Oct 3, 2014

My Mom and I Review "The Skeleton Twins"

Television might be my one true love, but there's nothing quite as comforting as being in a darkened theater, popcorn in hand, to watch a movie with family.  So, when The Skeleton Twins, a dramedy starring Bill Hader and Kristen Wiig, premiered, I knew that there was one person I needed to see it with: my mother. Thankfully, she was in town.

The Skeleton Twins tells the story of Milo and Maggie (Hader and Wiig), two twins who have lost touch over the years but are thrown together again due to circumstance. That circumstance is Milo's attempted suicide, which forces a reunion between the siblings and brings Milo back to his hometown and into the home of Maggie and her husband Lance (the always dependable Luke Wilson). Milo and Maggie are depressed and messed up by themselves but seem to function better together; they're like conjoined twins who are having trouble surviving without the other's constant affection and interaction. With Milo back home and falling back into a dysfunctional relationship, and Maggie trying to stay in her relationship and out of trouble, the reunion seems to come at exactly the right time.

Tableau: So, Mom, what did you think of the movie?

Mom: I laughed and I cried, and that's all I ask of a movie.

T:  Did you cry at the right moments? Did the movie feel too funny or too depressing?

M:  No, I think it didn't feel like too much of either. I think it could have gone to darker places.

T: And it could have been funnier.

M: But the humor and the sadness seems real.

T: It's not Bill Hader and Kristen Wiig yucking it up. It's real people who are naturally funny but not "famous comedian" funny.

M: And instead of being constantly humorous, it becomes the story of two people who need help and can't seem to get out of their own way.

T: When the movie opens, they're both in denial about a lot.

M:  They can be more honest with each other than they can be with themselves. Being together forces them to face their demons.

T: So it's appropriate that the movie takes place over the Halloween. More than demon-facing, though, this movie is all about lies. Lies you tells others, lies you tell yourself. Putting two incredibly dishonest people at the center of your film is a bold choice.

_Your tasks_:
1) Decide whether each statement agrees with the review of The Skeleton Twins, answering yes or no and quoting the words that settle it. (a) Milo ends up living in the home of Maggie and her husband. (b) The mother says the movie could have been funnier. (c) The movie is set over Halloween.
2) Extend the review of The Skeleton Twins past its last line, carrying on the conversation between the writer and Mom.

_Recorded data_:

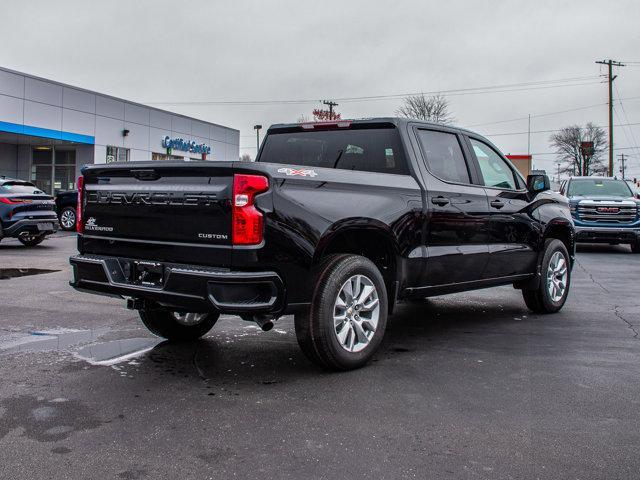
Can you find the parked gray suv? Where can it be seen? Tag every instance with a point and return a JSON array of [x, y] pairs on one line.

_Results of the tasks_:
1)
(a) Yes: "brings Milo back to his hometown and into the home of Maggie and her husband Lance"
(b) No: the mother says "I think it could have gone to darker places," and the remark "And it could have been funnier" comes from the other speaker.
(c) Yes: "the movie takes place over the Halloween"

2)
M: And it's great that, as siblings, it's more of a sin for them to lie to each other than it is for them to lie to other people. You don't judge Milo for lying to his former teacher/lover, but you do just him for lying to Maggie.

T: And most of the tension comes from those lies they tell each other building up until they explode in a cacophony of sadness. And the success of that climax falls on Wiig and Hader's shoulders. Now, I've been consistently impressed with Kristen Wiig and Bill Hader since they left SNL, but this is probably their best work they've done.

M: Definitely, and they use the chemistry they honed on SNL to full effect here. They have a lived-in, familial chemistry that looks and feels natural on-screen.

T: They really feel like brother and sister throughout the movie. I've seen so many movies where actors playing siblings and parents, for seemingly no reason, have a weirdly sexual chemistry. This movie was, thankfully, completely devoid of that.

M: Speaking of chemistry, can we talk about Luke Wilson?

T: Star of the film!

M: Star of the film! He plays Wiig's husband, and it's such a great role. He's such a decent, good-hearted person. He's a lot like your father.

T: Indeed. Great guys, both of 'em. And that kind of role could read as so corny and cheesy on paper, but Wilson's so fantastic that you just want to give him a hug and never stop hanging out with him. Also like my father.

M: He's like a human puppy. And he's so content in the movie to let his wife and brother-in-law do their thing. He doesn't intrude on other people's happiness.

Luke Wilson in Enlightened
T: I loved Luke Wilson so much as Laura Dern's husband in the dearly departed series Enlightened, and I'm so happy that he's still getting work that challenges him and plays to his strengths.

M: He should be a much-more famous actor than he is.

T: Poor old whitey.

M: That's rude.

T: Sorry....
Anyway, Wilson's character is great because he provides such a nice contrast to Wiig and Hader, whose problems become that much more apparent when shown next to such a stand-up guy.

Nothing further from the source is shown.